Every entry needs to be reproduced exactly.

- Opening Delimiter -

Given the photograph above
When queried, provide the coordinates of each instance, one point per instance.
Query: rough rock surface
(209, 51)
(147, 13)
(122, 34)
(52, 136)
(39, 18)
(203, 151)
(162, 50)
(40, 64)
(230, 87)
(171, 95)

- Closing Delimiter -

■ **Written solution**:
Given the photograph above
When queried, provide the coordinates of each instance, one point per instance.
Query: rough rock surface
(209, 51)
(147, 13)
(122, 34)
(52, 136)
(39, 18)
(203, 151)
(162, 50)
(40, 64)
(230, 87)
(171, 95)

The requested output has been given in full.